_TO DO_
In the passage on algae resilience below, write out the text beginning at the words "Over time, in" and stopping after "the long term.", substituting "assemblage" for every occurrence of "community".

_EXCERPT PROVIDED_
........
Over time, in a community of algae, the individuals who best adjust to the respective conditions represent a greater percentage of a population and thus make up for the “deficits” of the others. And that could be why the productivity of the algae community can stay the same in the long term.

That’s as far as her hypothesis goes. In practice, Clara Hoppe will continue to go out into the Kongsfjorden to find answers to her questions – but she worries less and less about having to execute plan B.

Contact: Dr. Clara Hoppe

10 responses to “Another Climate Alarm Gets Silenced: Study Shows “Tiny Algae, Hugely Resilient”!”

  1. Phytoplankton | Pearltrees

    […] Another Climate Alarm Gets Silenced: Study Shows “Tiny Algae, Hugely Resilient”! What follows is a press release from the Alfred Wegener Institute in Bremerhaven, Germany. It turns out that microalgae — “an important source of food in the oceans” — are far more resilient to changes in ocean pH values than alarmists would like us to believe. […]

  2. R2Dtoo

    The best explanation for her results probably is that the environmental conditions in the study area have not varied outside of the historical records. Their evolution would have tuned their tolerances to temperature, pH and other factors. I wouldn’t abandon Plan B – be safe, the climate is always changing. Her results are just as important as anything else that might have been found. Well done! I would think that samples for comparison could be taken from different latitudes and sections of warm and cold currents to help establish what we used to call the “ecological amplitude” for various diatoms etc.
........
_SUPPLIED MATERIAL_

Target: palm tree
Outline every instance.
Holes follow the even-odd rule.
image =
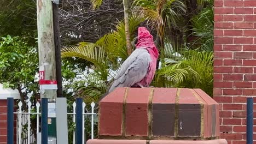
[[[155,83],[159,85],[164,80],[165,87],[198,88],[212,96],[213,52],[183,50],[179,53],[182,55],[178,57],[168,55],[173,61],[164,61],[163,68],[156,73]]]
[[[144,19],[132,15],[129,19],[129,32],[132,38],[137,27]],[[129,56],[126,49],[125,25],[120,21],[117,30],[104,35],[95,43],[81,42],[77,46],[69,46],[62,50],[61,56],[78,57],[91,62],[90,73],[85,75],[85,80],[74,84],[77,92],[82,92],[85,101],[97,101],[104,93],[110,81],[118,71],[121,64]],[[88,84],[85,86],[85,83]]]
[[[154,26],[158,45],[162,48],[166,27],[175,26],[186,11],[185,5],[179,0],[135,0],[132,5],[134,13],[142,15]]]
[[[102,0],[91,0],[94,9],[96,9],[100,7],[102,3]],[[132,52],[132,47],[131,41],[131,34],[129,30],[129,1],[123,0],[124,4],[124,23],[125,30],[125,37],[126,43],[127,53],[130,56]]]

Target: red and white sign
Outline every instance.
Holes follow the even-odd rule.
[[[45,80],[45,73],[44,66],[39,67],[39,84],[40,89],[57,89],[57,81]]]
[[[40,89],[57,89],[57,81],[40,80],[39,81]]]

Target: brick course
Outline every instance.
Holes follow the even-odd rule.
[[[214,1],[213,98],[229,144],[246,143],[246,98],[256,96],[255,7],[256,1]]]

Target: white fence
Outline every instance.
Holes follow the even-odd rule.
[[[16,129],[16,143],[18,144],[31,144],[36,143],[35,136],[31,131],[31,118],[32,116],[36,117],[36,133],[38,134],[40,131],[39,128],[39,117],[41,115],[39,110],[40,108],[40,103],[37,102],[36,106],[32,106],[32,103],[30,100],[27,101],[26,104],[28,107],[28,111],[22,111],[22,103],[21,101],[18,103],[19,109],[16,112],[14,112],[17,114],[17,129]],[[69,105],[67,104],[67,107]],[[91,112],[85,109],[86,104],[83,103],[83,144],[85,142],[85,118],[89,118],[91,123],[91,139],[94,139],[94,126],[95,122],[97,122],[97,119],[96,115],[97,113],[94,113],[94,107],[95,104],[94,102],[91,103],[90,107],[91,109]],[[73,103],[72,106],[73,107],[73,111],[71,112],[67,112],[68,116],[72,116],[73,122],[75,124],[75,102]],[[90,118],[91,117],[91,118]],[[73,131],[73,143],[75,143],[75,129]]]

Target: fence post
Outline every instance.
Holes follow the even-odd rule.
[[[14,121],[13,114],[13,98],[7,98],[7,143],[13,143],[14,125]]]
[[[253,143],[253,98],[247,98],[246,116],[246,143]]]
[[[83,99],[77,98],[75,99],[77,106],[75,107],[75,143],[82,143],[83,128]]]
[[[48,143],[48,99],[42,98],[41,143]]]

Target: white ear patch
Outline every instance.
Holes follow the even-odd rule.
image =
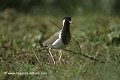
[[[63,20],[63,26],[64,26],[64,23],[65,23],[65,19]]]

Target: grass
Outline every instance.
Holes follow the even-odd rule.
[[[61,63],[54,65],[46,51],[35,51],[39,49],[40,39],[47,39],[59,30],[48,20],[51,19],[60,26],[63,17],[22,13],[14,15],[5,17],[6,14],[1,14],[0,18],[0,80],[120,79],[119,17],[72,16],[71,32],[81,45],[81,52],[105,61],[105,64],[64,51]],[[36,59],[32,49],[40,62]],[[79,53],[74,40],[71,40],[68,49]],[[52,52],[57,61],[58,52]],[[26,74],[10,75],[5,72],[26,72]],[[39,72],[40,74],[27,75],[27,72]]]

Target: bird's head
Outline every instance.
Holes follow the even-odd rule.
[[[71,24],[72,23],[72,21],[71,21],[71,17],[64,17],[63,18],[63,26],[64,26],[64,24]]]

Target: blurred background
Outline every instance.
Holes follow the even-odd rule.
[[[54,65],[47,51],[37,50],[59,30],[48,20],[62,27],[65,16],[81,51],[71,39],[67,49],[78,54],[64,51]],[[120,80],[120,0],[0,0],[0,80]]]
[[[120,14],[119,0],[0,0],[0,11],[12,8],[17,12],[84,15],[84,14]]]

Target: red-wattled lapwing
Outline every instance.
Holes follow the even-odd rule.
[[[63,49],[71,40],[71,33],[70,33],[70,24],[71,24],[71,17],[65,17],[63,19],[63,27],[60,31],[56,32],[52,35],[49,39],[44,41],[41,44],[41,47],[45,47],[48,49],[49,54],[55,64],[55,60],[52,56],[51,49]],[[62,56],[62,51],[59,52],[59,61]]]

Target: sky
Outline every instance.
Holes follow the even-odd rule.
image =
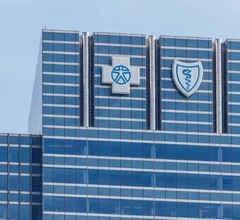
[[[41,30],[240,38],[239,0],[0,0],[0,133],[28,133]]]

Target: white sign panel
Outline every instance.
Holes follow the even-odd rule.
[[[111,66],[102,66],[102,83],[112,84],[112,93],[130,94],[130,85],[140,85],[140,70],[130,66],[129,57],[112,57]]]
[[[177,88],[187,97],[199,88],[203,78],[203,67],[200,61],[184,63],[174,60],[172,76]]]

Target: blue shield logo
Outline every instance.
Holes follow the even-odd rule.
[[[131,73],[126,66],[118,65],[112,69],[111,77],[113,82],[119,85],[125,85],[130,81]]]
[[[200,61],[194,63],[183,63],[174,60],[172,74],[177,88],[185,96],[189,97],[197,91],[202,82],[202,63]]]

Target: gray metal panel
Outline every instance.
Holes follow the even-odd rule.
[[[216,124],[217,133],[222,133],[222,40],[215,40],[216,50]]]
[[[155,91],[155,42],[154,35],[149,36],[149,71],[150,71],[150,129],[156,129],[156,91]]]
[[[89,54],[88,32],[83,32],[83,126],[89,127]]]

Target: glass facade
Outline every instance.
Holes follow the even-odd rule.
[[[0,134],[0,219],[239,220],[239,42],[44,29],[36,135]],[[189,97],[176,60],[202,64]]]
[[[41,141],[0,134],[0,219],[42,219]]]

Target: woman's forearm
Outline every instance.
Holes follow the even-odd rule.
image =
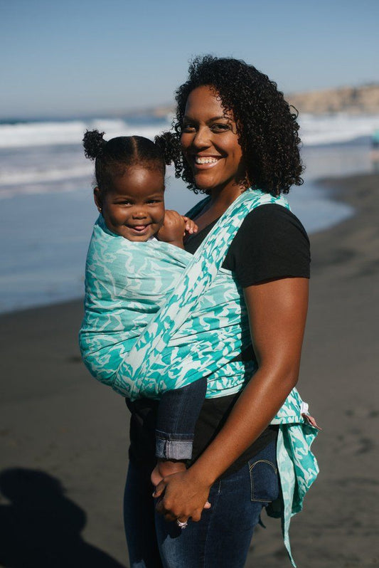
[[[259,369],[217,437],[191,467],[192,474],[211,485],[269,424],[295,386],[297,375],[298,369],[285,376]]]

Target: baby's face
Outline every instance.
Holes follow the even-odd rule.
[[[156,234],[164,219],[164,177],[157,169],[133,166],[95,201],[108,228],[128,241],[144,241]]]

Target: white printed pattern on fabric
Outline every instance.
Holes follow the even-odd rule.
[[[80,335],[92,374],[132,399],[159,398],[165,390],[208,375],[207,397],[240,390],[256,367],[233,362],[249,345],[249,325],[241,290],[221,265],[245,216],[268,203],[289,208],[284,197],[245,191],[193,256],[156,241],[126,241],[109,231],[100,216],[88,251]],[[280,430],[280,515],[290,557],[289,520],[301,509],[318,473],[309,449],[316,431],[304,424],[301,405],[294,389],[272,423]],[[278,503],[268,507],[269,514],[277,516]]]

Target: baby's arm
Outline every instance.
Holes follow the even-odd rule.
[[[156,456],[158,463],[151,473],[156,485],[161,478],[183,471],[192,457],[196,424],[207,389],[205,378],[164,393],[158,409]]]
[[[176,211],[166,210],[164,224],[158,231],[156,237],[159,241],[169,243],[179,248],[184,248],[183,237],[186,232],[192,234],[197,233],[197,225],[188,217],[184,217]]]

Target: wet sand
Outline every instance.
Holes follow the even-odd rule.
[[[365,568],[379,564],[379,175],[324,184],[356,214],[311,237],[299,389],[323,428],[321,473],[291,542],[299,568]],[[0,566],[128,565],[127,414],[80,362],[82,313],[71,302],[0,317]],[[263,520],[247,568],[289,567],[279,522]]]

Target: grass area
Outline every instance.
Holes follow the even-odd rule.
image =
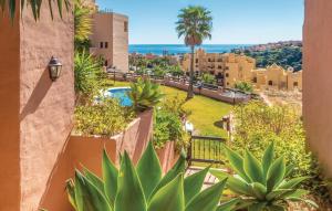
[[[115,82],[114,86],[120,87],[128,85],[128,82]],[[184,91],[167,86],[162,86],[162,89],[166,96],[179,95],[180,97],[186,97],[187,94]],[[222,116],[229,114],[232,108],[231,105],[196,95],[185,104],[185,108],[191,110],[188,120],[194,124],[196,134],[227,138],[227,131],[220,128],[220,123]]]

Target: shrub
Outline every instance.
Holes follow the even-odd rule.
[[[110,137],[125,129],[133,116],[117,101],[101,99],[98,104],[76,106],[75,131],[85,136]]]
[[[287,179],[293,166],[287,166],[284,158],[274,160],[274,147],[271,144],[259,161],[249,150],[242,158],[239,154],[226,148],[227,158],[232,170],[237,173],[228,176],[224,171],[211,170],[218,179],[227,180],[227,187],[238,197],[234,210],[248,208],[253,211],[287,210],[288,202],[303,201],[314,208],[318,205],[303,198],[308,191],[299,189],[308,177]]]
[[[246,93],[252,93],[253,92],[253,87],[250,83],[248,82],[238,82],[235,85],[235,88],[246,92]]]
[[[104,150],[98,178],[84,169],[66,182],[69,201],[76,211],[211,211],[216,210],[226,180],[200,192],[208,168],[184,179],[185,157],[165,177],[152,144],[135,168],[128,155],[120,169]],[[222,209],[220,207],[219,209]]]
[[[328,184],[317,159],[307,151],[305,133],[300,114],[288,105],[268,106],[261,102],[239,105],[234,110],[236,130],[230,147],[243,154],[248,148],[261,159],[271,141],[278,157],[284,156],[288,165],[294,166],[290,177],[310,177],[302,187],[331,203]]]
[[[91,98],[101,89],[101,80],[105,77],[101,61],[83,51],[74,57],[74,87],[77,97]]]
[[[208,74],[208,73],[205,73],[201,75],[201,81],[203,81],[203,83],[206,83],[206,84],[216,84],[217,83],[216,76]]]
[[[149,80],[138,78],[136,83],[131,84],[128,96],[133,102],[136,112],[143,112],[157,105],[164,97],[159,85],[152,83]]]

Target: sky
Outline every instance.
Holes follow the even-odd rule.
[[[129,44],[183,44],[178,11],[204,6],[214,17],[204,44],[261,44],[302,40],[304,0],[96,0],[100,9],[129,17]]]

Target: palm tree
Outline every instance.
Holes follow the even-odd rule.
[[[19,2],[21,4],[22,11],[25,7],[29,6],[31,8],[34,20],[38,20],[40,18],[40,9],[42,7],[42,1],[43,0],[20,0]],[[53,19],[53,8],[52,8],[53,3],[56,3],[59,14],[61,18],[62,18],[63,4],[68,11],[70,8],[70,0],[48,0],[48,3],[49,3],[50,14],[52,19]],[[15,11],[18,10],[17,0],[0,0],[0,13],[3,13],[6,8],[8,8],[9,17],[11,21],[13,21]]]
[[[205,39],[211,39],[212,17],[204,7],[189,6],[180,10],[176,22],[178,38],[185,36],[185,44],[190,46],[190,81],[187,99],[194,97],[194,56],[195,46],[200,45]]]

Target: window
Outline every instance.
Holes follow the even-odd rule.
[[[124,32],[128,32],[128,22],[127,21],[124,22]]]

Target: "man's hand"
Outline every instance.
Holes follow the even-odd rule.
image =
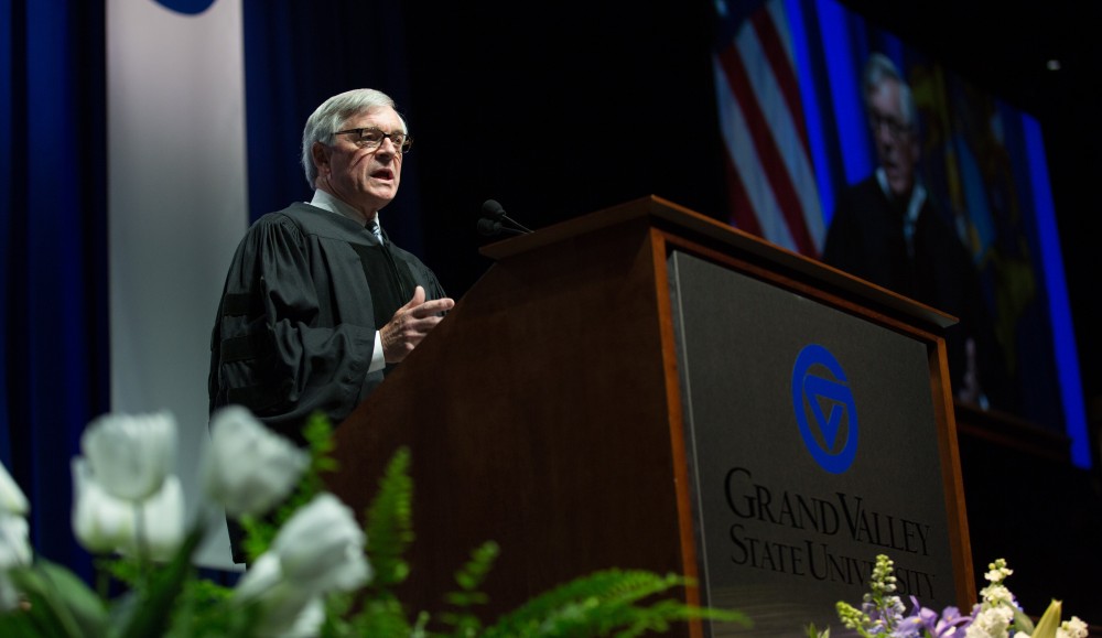
[[[409,356],[429,331],[436,327],[440,313],[452,310],[455,302],[451,298],[424,301],[424,289],[413,291],[413,299],[398,309],[387,325],[379,331],[382,339],[382,357],[388,364],[397,364]]]

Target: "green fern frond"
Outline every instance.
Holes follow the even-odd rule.
[[[537,636],[637,636],[672,623],[713,619],[748,625],[737,612],[695,607],[679,599],[640,605],[645,598],[692,582],[674,574],[605,570],[575,578],[501,616],[484,638]]]
[[[364,529],[376,587],[391,587],[409,575],[409,564],[402,558],[413,542],[413,479],[409,467],[410,451],[401,447],[387,464],[379,491],[367,510]]]

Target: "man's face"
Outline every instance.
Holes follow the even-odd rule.
[[[880,83],[868,96],[868,117],[876,140],[876,158],[888,177],[892,194],[909,197],[915,187],[918,139],[903,115],[899,83]]]
[[[402,120],[395,109],[378,107],[348,119],[338,130],[360,128],[401,132]],[[336,136],[332,147],[314,144],[314,164],[317,187],[355,206],[368,218],[398,194],[402,155],[390,138],[368,149],[358,143],[355,133]]]

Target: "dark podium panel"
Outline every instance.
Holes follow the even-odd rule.
[[[681,595],[749,614],[739,636],[802,636],[877,553],[927,606],[974,599],[952,317],[653,196],[483,252],[337,429],[357,511],[412,452],[411,610],[486,540],[487,619],[615,566],[696,578]]]

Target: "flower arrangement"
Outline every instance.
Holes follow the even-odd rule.
[[[409,573],[413,540],[409,453],[385,468],[379,490],[356,516],[324,489],[335,469],[332,428],[306,425],[300,448],[230,407],[214,414],[202,459],[204,502],[184,521],[174,476],[170,413],[108,414],[85,430],[73,462],[73,529],[96,554],[93,591],[34,554],[28,499],[0,465],[0,635],[29,637],[637,636],[707,618],[743,626],[741,613],[662,597],[692,583],[680,575],[611,569],[540,594],[486,625],[480,583],[497,558],[491,541],[456,573],[445,610],[411,613],[395,594]],[[201,578],[192,556],[210,517],[245,530],[249,569],[227,587]],[[112,595],[112,591],[120,592]]]
[[[922,607],[911,596],[911,612],[895,595],[895,563],[885,554],[876,556],[869,578],[869,592],[860,608],[839,602],[839,619],[863,638],[1087,638],[1087,624],[1077,616],[1060,621],[1062,605],[1052,601],[1040,620],[1033,620],[1018,606],[1004,581],[1013,574],[1004,559],[987,565],[984,578],[990,583],[980,591],[981,602],[968,615],[957,607],[940,614]],[[808,638],[829,638],[830,629],[819,631],[808,626]]]

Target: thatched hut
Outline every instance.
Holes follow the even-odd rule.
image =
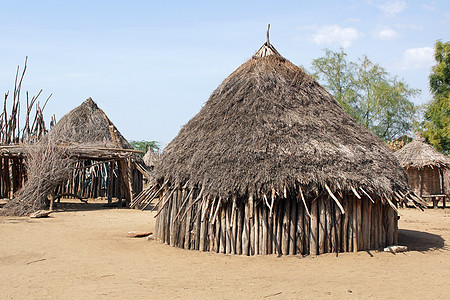
[[[409,184],[417,195],[445,199],[445,195],[450,193],[446,180],[450,158],[436,151],[420,132],[411,143],[394,154],[408,174]]]
[[[49,132],[51,139],[75,156],[77,167],[57,195],[126,199],[142,190],[142,159],[106,114],[91,99],[67,113]]]
[[[155,236],[220,253],[319,254],[397,243],[407,177],[302,68],[267,41],[156,163]]]
[[[158,161],[160,156],[159,150],[156,152],[152,148],[149,148],[147,152],[145,152],[144,157],[142,159],[144,160],[145,165],[150,169],[153,170],[155,167],[156,162]]]

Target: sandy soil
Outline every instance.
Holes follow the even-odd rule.
[[[449,209],[401,211],[406,253],[278,258],[127,238],[153,231],[154,213],[63,206],[47,219],[0,217],[0,299],[450,297]]]

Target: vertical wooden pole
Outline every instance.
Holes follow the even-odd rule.
[[[275,202],[272,207],[272,216],[270,215],[270,211],[267,211],[267,254],[274,254],[274,247],[273,247],[273,214],[274,214],[274,207]]]
[[[255,254],[260,254],[260,249],[259,249],[259,213],[258,213],[258,208],[257,208],[257,204],[256,201],[253,203],[253,227],[255,229],[254,232],[254,241],[255,241]]]
[[[318,199],[311,203],[311,225],[310,225],[310,237],[309,237],[309,252],[311,255],[318,254],[318,220],[319,220],[319,211],[318,211]]]
[[[358,251],[364,249],[363,242],[363,232],[362,232],[362,201],[361,199],[356,199],[356,221],[358,226],[358,235],[357,235],[357,243],[358,243]]]
[[[278,243],[279,240],[277,239],[277,234],[278,234],[278,214],[279,214],[279,206],[280,206],[280,201],[274,201],[273,203],[273,208],[272,208],[272,253],[273,254],[280,254],[278,252],[278,249],[280,248]]]
[[[325,253],[325,232],[326,232],[326,212],[325,212],[325,196],[320,196],[317,199],[318,212],[319,212],[319,254]]]
[[[244,224],[243,224],[243,231],[242,231],[242,254],[243,255],[250,255],[249,252],[249,244],[250,244],[250,211],[249,211],[249,203],[244,203]]]
[[[305,243],[305,228],[303,226],[303,219],[304,219],[304,212],[305,208],[303,206],[303,203],[297,203],[297,228],[296,228],[296,252],[297,254],[303,255],[304,247],[303,244]]]
[[[284,207],[286,206],[285,201],[278,201],[278,224],[277,224],[277,254],[282,255],[282,240],[283,240],[283,218],[284,218]]]
[[[268,223],[267,223],[267,207],[265,205],[261,206],[261,217],[262,217],[262,247],[261,251],[263,255],[267,255],[267,244],[268,244]]]
[[[199,241],[199,249],[200,251],[205,251],[205,235],[206,235],[206,209],[207,209],[207,198],[203,196],[203,201],[201,205],[201,222],[200,222],[200,241]]]
[[[283,211],[283,235],[281,240],[281,251],[283,255],[289,254],[289,219],[291,216],[291,201],[290,199],[283,199],[285,206]]]
[[[348,249],[348,216],[351,214],[350,207],[348,204],[348,195],[344,194],[343,206],[345,214],[342,218],[342,228],[341,228],[341,252],[347,252]]]
[[[219,253],[225,253],[226,248],[226,216],[225,210],[228,205],[222,205],[220,208],[220,241],[219,241]]]
[[[236,254],[242,254],[242,234],[243,234],[243,223],[244,223],[244,205],[242,202],[238,204],[237,209],[237,234],[236,234]]]
[[[194,191],[189,195],[189,199],[186,203],[186,207],[191,206],[194,197]],[[185,216],[186,229],[184,231],[184,249],[189,249],[191,243],[191,214],[192,211],[188,211]]]
[[[335,232],[335,243],[333,243],[333,251],[336,253],[342,252],[341,248],[341,236],[342,236],[342,219],[343,215],[341,215],[341,211],[339,207],[334,205],[334,228]]]
[[[352,196],[353,199],[353,218],[352,218],[352,248],[353,252],[357,252],[359,250],[358,245],[358,199],[355,196]]]
[[[362,250],[368,250],[369,249],[369,238],[370,238],[370,233],[369,233],[369,208],[368,208],[368,202],[369,200],[366,199],[365,197],[363,197],[362,199],[360,199],[361,201],[361,228],[362,228],[362,234],[361,234],[361,238],[362,238]]]
[[[326,215],[326,229],[325,229],[325,252],[332,252],[333,249],[333,232],[334,232],[334,212],[333,212],[333,199],[324,199],[325,215]],[[336,242],[336,241],[335,241]]]
[[[287,200],[291,202],[291,216],[289,218],[289,255],[294,255],[296,250],[297,236],[297,200],[292,198]]]
[[[307,203],[308,205],[308,203]],[[309,211],[312,210],[311,202],[309,203]],[[311,232],[311,218],[306,213],[306,208],[303,208],[303,254],[310,254],[310,232]]]

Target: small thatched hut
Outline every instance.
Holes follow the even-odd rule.
[[[397,243],[407,177],[384,143],[267,41],[156,163],[155,236],[235,254]]]
[[[142,159],[133,151],[106,114],[91,99],[67,113],[48,133],[79,160],[71,178],[57,194],[80,198],[126,199],[142,190]]]
[[[417,195],[445,197],[450,192],[445,180],[450,170],[450,158],[436,151],[420,132],[411,143],[394,154],[408,174],[409,184]]]
[[[147,152],[144,154],[144,157],[142,159],[144,160],[145,165],[150,169],[153,170],[155,167],[156,162],[158,161],[160,156],[160,152],[156,152],[152,148],[149,148]]]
........
_WRITTEN RESPONSE_
Over time, in a assemblage of algae, the individuals who best adjust to the respective conditions represent a greater percentage of a population and thus make up for the “deficits” of the others. And that could be why the productivity of the algae assemblage can stay the same in the long term.